SELECTED EXCERPT:
Faster deep learning with GPUs and Theano Faster deep learning with GPUs and Theano
Originally posted by Manojit Nandi, Data Scientist at STEALTHbits Technologies on the Domino data science blog Domino recently added support for... Faster deep learning with GPUs and Theano

Originally posted by Manojit Nandi, Data Scientist at STEALTHbits Technologies on the Domino data science blog

Domino recently added support for GPU instances. To celebrate this release, I will show you how to:

  • Configure the Python library Theano to use the GPU for computation.
  • Build and train neural networks in Python.

Using the GPU, I’ll show that we can train deep belief networks up to 15x faster than using just the CPU, cutting training time down from hours to minutes. You can see my code, experiments, and results on Domino.

Why are GPUs useful?

When you think of high-performance graphics cards, data science may not be the first thing that comes to mind. However, computer graphics and data science have one important thing in common: matrices!

Images, videos, and other graphics are represented as matrices, and when you perform a certain operation, such as a camera rotation or a zoom in effect, all you are doing is applying some mathematical transformation to a matrix.

What this means is that GPUs, compared to CPUs (Central Processing Unit), are more specialized at performing matrix operations and other advanced mathematical transformations. In some cases, we see a 10x speedup in an algorithm when it runs on the GPU.

GPU-based computation have been employed in a wide variety of scientific applications, from genomic to epidemiology

Recently, there has been a rise in GPU-accelerated algorithms in machine learning thanks to the rising popularity of deep learning algorithms. Deep Learning is a collection of algorithms for training neural network-based models for various problems in machine learning. Deep Learning algorithms involve computationally intensive methods, such as convolutions, Fourier Transforms, and other matrix-based operations which GPUs are well-suited for computing. The computationally intensive functions, which make up about 5% of the code, are run on the GPU, and the remaining code is run on the CPU.
GPU example

Source: http://www.nvidia.com/docs/IO/143716/how-gpu-acceleration-works.png

With the recent advances in GPU performance and support for GPUs in common libraries, I recommend anyone interested in deep learning get ahold of a GPU.

Now that I have thoroughly motivated the use of GPUs, let’s see how they can be used to train neural networks in Python.

Deep Learning in Python

The most popular library in Python to implement neural networks is Theano. However, Theano is not strictly a neural network library, but rather a Python library that makes it possible to implement a wide variety of mathematical abstractions. Because of this, Theano has a high learning curve, so I will be using two neural network libraries built on top of Theano that have a more gentle learning curve.

ASSIGNED TASK: According to the article on GPUs and Theano, what share of the code do the computationally intensive functions that run on the GPU make up?

STUDY MATERIAL:
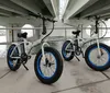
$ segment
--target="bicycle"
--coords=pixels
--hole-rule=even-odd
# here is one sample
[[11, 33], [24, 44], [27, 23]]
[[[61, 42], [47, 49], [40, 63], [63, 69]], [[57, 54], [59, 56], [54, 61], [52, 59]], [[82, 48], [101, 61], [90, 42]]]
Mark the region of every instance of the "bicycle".
[[[82, 55], [82, 58], [85, 58], [86, 63], [91, 69], [96, 71], [105, 71], [109, 69], [110, 68], [110, 47], [103, 43], [100, 43], [99, 36], [97, 38], [91, 38], [88, 42], [86, 42], [82, 38], [78, 38], [80, 32], [81, 31], [73, 32], [73, 34], [76, 35], [74, 40], [69, 39], [63, 44], [62, 55], [64, 59], [66, 61], [69, 61], [74, 57], [76, 57], [77, 60], [80, 61], [77, 56]], [[95, 34], [98, 34], [98, 33], [99, 33], [99, 18], [96, 18]], [[86, 51], [84, 53], [82, 50], [84, 45], [91, 40], [96, 40], [96, 43], [88, 46]]]
[[[29, 70], [25, 63], [31, 59], [31, 50], [34, 47], [40, 47], [34, 60], [34, 71], [41, 82], [52, 84], [59, 79], [63, 72], [63, 60], [61, 54], [55, 48], [50, 47], [50, 44], [45, 42], [45, 38], [54, 31], [55, 21], [44, 18], [41, 14], [35, 15], [35, 18], [40, 18], [43, 21], [43, 37], [31, 43], [26, 39], [28, 33], [19, 33], [18, 37], [21, 38], [21, 42], [12, 43], [9, 47], [7, 62], [8, 67], [12, 71], [16, 71], [21, 65]], [[53, 23], [53, 28], [48, 34], [46, 34], [46, 21]]]

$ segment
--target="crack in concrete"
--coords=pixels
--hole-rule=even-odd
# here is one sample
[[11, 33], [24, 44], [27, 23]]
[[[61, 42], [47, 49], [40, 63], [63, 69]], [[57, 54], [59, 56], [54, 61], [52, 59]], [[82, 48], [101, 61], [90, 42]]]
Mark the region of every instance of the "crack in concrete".
[[92, 85], [92, 84], [97, 84], [97, 83], [102, 83], [105, 81], [109, 81], [109, 79], [106, 79], [106, 80], [101, 80], [101, 81], [97, 81], [97, 82], [91, 82], [91, 83], [87, 83], [87, 84], [81, 84], [81, 85], [78, 85], [78, 86], [72, 86], [72, 88], [68, 88], [68, 89], [64, 89], [64, 90], [58, 90], [58, 91], [54, 91], [52, 93], [58, 93], [58, 92], [63, 92], [63, 91], [69, 91], [69, 90], [73, 90], [73, 89], [78, 89], [78, 88], [82, 88], [82, 86], [88, 86], [88, 85]]

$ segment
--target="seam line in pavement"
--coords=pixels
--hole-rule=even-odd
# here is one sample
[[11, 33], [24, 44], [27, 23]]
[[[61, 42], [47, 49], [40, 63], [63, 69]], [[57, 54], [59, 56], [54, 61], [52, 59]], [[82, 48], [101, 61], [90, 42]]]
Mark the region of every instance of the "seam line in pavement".
[[108, 79], [110, 79], [110, 77], [109, 75], [107, 75], [105, 72], [101, 72], [106, 78], [108, 78]]
[[106, 79], [106, 80], [101, 80], [101, 81], [97, 81], [97, 82], [81, 84], [81, 85], [78, 85], [78, 86], [73, 86], [73, 88], [68, 88], [68, 89], [64, 89], [64, 90], [54, 91], [52, 93], [58, 93], [58, 92], [63, 92], [63, 91], [69, 91], [69, 90], [73, 90], [73, 89], [78, 89], [78, 88], [87, 86], [87, 85], [90, 85], [90, 84], [97, 84], [97, 83], [101, 83], [101, 82], [109, 81], [109, 80], [110, 79]]
[[3, 74], [2, 77], [0, 77], [0, 79], [4, 78], [10, 71], [8, 71], [6, 74]]

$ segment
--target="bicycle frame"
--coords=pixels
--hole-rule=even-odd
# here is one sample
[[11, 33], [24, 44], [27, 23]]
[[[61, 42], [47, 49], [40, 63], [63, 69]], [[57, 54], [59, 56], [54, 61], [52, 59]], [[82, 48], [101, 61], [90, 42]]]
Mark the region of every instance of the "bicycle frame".
[[[99, 53], [99, 56], [100, 56], [100, 46], [99, 46], [99, 37], [96, 37], [96, 38], [88, 38], [88, 40], [86, 40], [85, 38], [81, 38], [81, 37], [78, 37], [78, 38], [74, 38], [74, 39], [68, 39], [72, 44], [74, 44], [75, 40], [78, 40], [78, 46], [75, 45], [75, 47], [80, 47], [82, 48], [85, 46], [85, 44], [91, 42], [91, 40], [96, 40], [97, 45], [98, 45], [98, 53]], [[81, 40], [81, 42], [80, 42]], [[67, 51], [75, 51], [74, 48], [73, 49], [67, 49], [68, 46], [70, 45], [70, 43], [67, 45], [67, 47], [65, 48]], [[84, 50], [82, 50], [84, 53]]]
[[[21, 42], [21, 43], [12, 43], [12, 44], [15, 45], [15, 47], [14, 47], [14, 49], [12, 50], [10, 57], [11, 57], [11, 58], [15, 58], [15, 59], [20, 59], [20, 58], [21, 58], [21, 49], [20, 49], [20, 45], [21, 45], [21, 44], [24, 44], [24, 50], [25, 50], [25, 53], [26, 53], [28, 56], [31, 56], [31, 55], [32, 55], [32, 54], [31, 54], [31, 50], [33, 49], [33, 47], [35, 47], [35, 46], [42, 44], [42, 54], [43, 54], [43, 60], [44, 60], [44, 59], [45, 59], [44, 47], [45, 47], [45, 46], [50, 46], [48, 43], [46, 43], [46, 42], [43, 42], [43, 43], [42, 43], [42, 39], [43, 39], [44, 37], [45, 37], [45, 36], [43, 36], [41, 39], [35, 40], [35, 42], [33, 42], [33, 43], [28, 42], [25, 38], [22, 38], [23, 42]], [[26, 45], [26, 44], [29, 44], [29, 45]], [[19, 53], [20, 53], [19, 57], [12, 57], [12, 55], [13, 55], [15, 48], [19, 49]], [[29, 49], [28, 49], [28, 48], [29, 48]], [[45, 60], [44, 60], [44, 61], [45, 61]]]

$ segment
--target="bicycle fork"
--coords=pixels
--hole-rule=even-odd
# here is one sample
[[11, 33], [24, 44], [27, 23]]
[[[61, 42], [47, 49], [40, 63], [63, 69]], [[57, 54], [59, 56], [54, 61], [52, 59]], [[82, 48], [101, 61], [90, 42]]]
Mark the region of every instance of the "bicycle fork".
[[45, 51], [44, 51], [44, 47], [45, 46], [50, 46], [47, 43], [43, 43], [43, 45], [42, 45], [42, 55], [43, 55], [43, 61], [44, 61], [44, 63], [46, 63], [45, 62]]

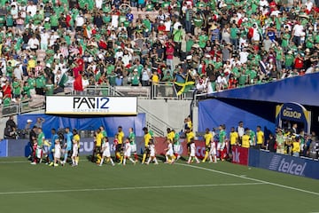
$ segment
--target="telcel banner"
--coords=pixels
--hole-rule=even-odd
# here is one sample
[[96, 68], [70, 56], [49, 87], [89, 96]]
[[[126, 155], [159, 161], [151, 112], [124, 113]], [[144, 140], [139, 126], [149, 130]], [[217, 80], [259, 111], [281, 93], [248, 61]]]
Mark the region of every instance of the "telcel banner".
[[137, 114], [136, 97], [46, 96], [46, 114]]
[[249, 166], [319, 179], [319, 162], [249, 149]]

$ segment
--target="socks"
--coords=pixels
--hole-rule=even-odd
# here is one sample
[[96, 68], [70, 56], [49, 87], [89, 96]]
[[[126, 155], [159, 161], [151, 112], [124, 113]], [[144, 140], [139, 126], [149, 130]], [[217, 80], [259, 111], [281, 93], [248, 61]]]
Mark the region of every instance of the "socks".
[[144, 162], [145, 162], [145, 160], [146, 160], [146, 154], [144, 153], [144, 154], [143, 154], [142, 163], [144, 163]]

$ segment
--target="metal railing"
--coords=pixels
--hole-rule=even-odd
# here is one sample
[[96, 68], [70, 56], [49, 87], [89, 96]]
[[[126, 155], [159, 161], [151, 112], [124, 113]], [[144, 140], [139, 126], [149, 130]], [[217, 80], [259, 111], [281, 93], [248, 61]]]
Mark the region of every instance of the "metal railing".
[[192, 99], [194, 90], [190, 90], [178, 95], [174, 83], [159, 82], [152, 85], [152, 99]]
[[30, 113], [44, 109], [44, 102], [37, 106], [32, 105], [32, 100], [24, 100], [19, 103], [12, 103], [0, 107], [0, 117], [6, 117], [19, 114]]
[[179, 129], [177, 127], [170, 126], [168, 123], [140, 106], [137, 106], [137, 111], [138, 113], [144, 113], [146, 114], [146, 127], [149, 130], [152, 130], [156, 136], [165, 136], [167, 128], [176, 130]]

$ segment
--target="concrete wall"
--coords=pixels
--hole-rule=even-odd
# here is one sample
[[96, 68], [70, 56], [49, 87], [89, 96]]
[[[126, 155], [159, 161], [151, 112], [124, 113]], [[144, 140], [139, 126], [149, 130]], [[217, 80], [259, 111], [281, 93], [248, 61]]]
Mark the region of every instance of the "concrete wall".
[[138, 99], [138, 106], [176, 130], [180, 130], [183, 126], [184, 118], [190, 115], [191, 102], [191, 100]]

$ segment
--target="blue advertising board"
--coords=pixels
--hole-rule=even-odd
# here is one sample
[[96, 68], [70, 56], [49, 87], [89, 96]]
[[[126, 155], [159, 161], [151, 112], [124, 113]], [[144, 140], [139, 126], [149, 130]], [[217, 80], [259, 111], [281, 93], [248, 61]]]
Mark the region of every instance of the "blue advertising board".
[[[114, 147], [113, 146], [113, 138], [109, 138], [111, 144], [111, 154], [114, 154]], [[139, 153], [143, 146], [143, 138], [136, 137], [136, 150]], [[27, 139], [11, 139], [5, 140], [5, 146], [7, 146], [7, 152], [5, 155], [1, 155], [1, 142], [0, 142], [0, 157], [27, 157], [31, 154], [31, 146]], [[93, 138], [81, 138], [80, 140], [80, 155], [92, 154], [94, 148]]]
[[248, 165], [319, 179], [319, 162], [309, 159], [250, 149]]
[[108, 136], [113, 137], [118, 131], [118, 127], [122, 126], [123, 131], [128, 132], [128, 128], [135, 130], [136, 137], [144, 136], [143, 128], [145, 126], [145, 114], [138, 114], [136, 116], [100, 116], [100, 117], [74, 117], [50, 115], [44, 114], [19, 114], [18, 115], [18, 128], [23, 130], [27, 120], [31, 120], [31, 126], [35, 125], [37, 118], [44, 119], [43, 123], [43, 133], [48, 138], [51, 130], [55, 128], [69, 127], [71, 130], [96, 130], [103, 125]]
[[8, 156], [8, 140], [3, 139], [0, 140], [0, 157], [7, 157]]

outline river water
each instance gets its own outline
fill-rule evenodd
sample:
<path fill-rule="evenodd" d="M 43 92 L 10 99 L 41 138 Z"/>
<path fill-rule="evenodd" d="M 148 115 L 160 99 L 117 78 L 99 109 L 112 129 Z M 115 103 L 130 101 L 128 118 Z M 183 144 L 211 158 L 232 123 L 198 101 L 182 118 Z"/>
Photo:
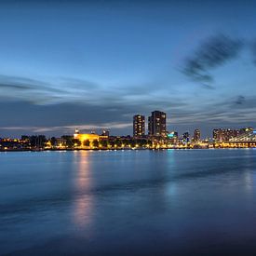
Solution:
<path fill-rule="evenodd" d="M 0 254 L 256 255 L 256 150 L 0 153 Z"/>

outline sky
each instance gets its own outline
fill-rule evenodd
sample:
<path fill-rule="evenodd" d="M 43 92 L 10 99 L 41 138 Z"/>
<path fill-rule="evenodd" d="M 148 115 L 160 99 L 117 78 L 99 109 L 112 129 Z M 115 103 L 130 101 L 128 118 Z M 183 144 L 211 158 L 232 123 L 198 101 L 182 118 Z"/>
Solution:
<path fill-rule="evenodd" d="M 1 1 L 0 137 L 256 128 L 256 1 Z"/>

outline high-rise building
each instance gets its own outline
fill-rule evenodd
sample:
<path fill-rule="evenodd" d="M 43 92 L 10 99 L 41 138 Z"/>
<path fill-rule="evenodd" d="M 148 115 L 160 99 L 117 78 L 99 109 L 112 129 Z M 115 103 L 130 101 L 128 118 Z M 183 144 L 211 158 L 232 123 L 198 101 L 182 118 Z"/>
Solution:
<path fill-rule="evenodd" d="M 198 128 L 195 128 L 194 131 L 194 141 L 199 141 L 201 140 L 201 131 Z"/>
<path fill-rule="evenodd" d="M 161 111 L 154 111 L 148 117 L 148 134 L 151 136 L 167 136 L 167 115 Z"/>
<path fill-rule="evenodd" d="M 182 140 L 183 140 L 183 142 L 186 142 L 186 143 L 189 142 L 189 132 L 188 131 L 183 133 Z"/>
<path fill-rule="evenodd" d="M 227 142 L 230 139 L 241 134 L 241 130 L 230 128 L 215 128 L 213 129 L 213 140 L 219 142 Z"/>
<path fill-rule="evenodd" d="M 101 136 L 107 136 L 107 137 L 109 137 L 109 130 L 107 130 L 107 129 L 103 129 L 102 130 L 102 133 L 101 133 Z"/>
<path fill-rule="evenodd" d="M 136 115 L 133 116 L 133 136 L 141 137 L 145 135 L 145 116 Z"/>

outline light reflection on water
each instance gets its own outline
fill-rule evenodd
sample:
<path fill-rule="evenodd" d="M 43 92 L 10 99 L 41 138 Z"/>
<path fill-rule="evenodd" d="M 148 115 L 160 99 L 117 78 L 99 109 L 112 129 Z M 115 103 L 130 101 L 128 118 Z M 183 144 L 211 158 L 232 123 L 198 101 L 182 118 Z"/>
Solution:
<path fill-rule="evenodd" d="M 92 186 L 90 174 L 89 153 L 87 151 L 75 152 L 74 155 L 74 169 L 75 171 L 74 186 L 79 191 L 85 189 L 89 190 Z M 86 228 L 86 225 L 91 222 L 93 208 L 93 195 L 78 195 L 74 200 L 74 222 L 79 228 Z"/>
<path fill-rule="evenodd" d="M 0 254 L 254 252 L 255 156 L 252 149 L 0 154 Z"/>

FINISHED TASK: About 5% of the code.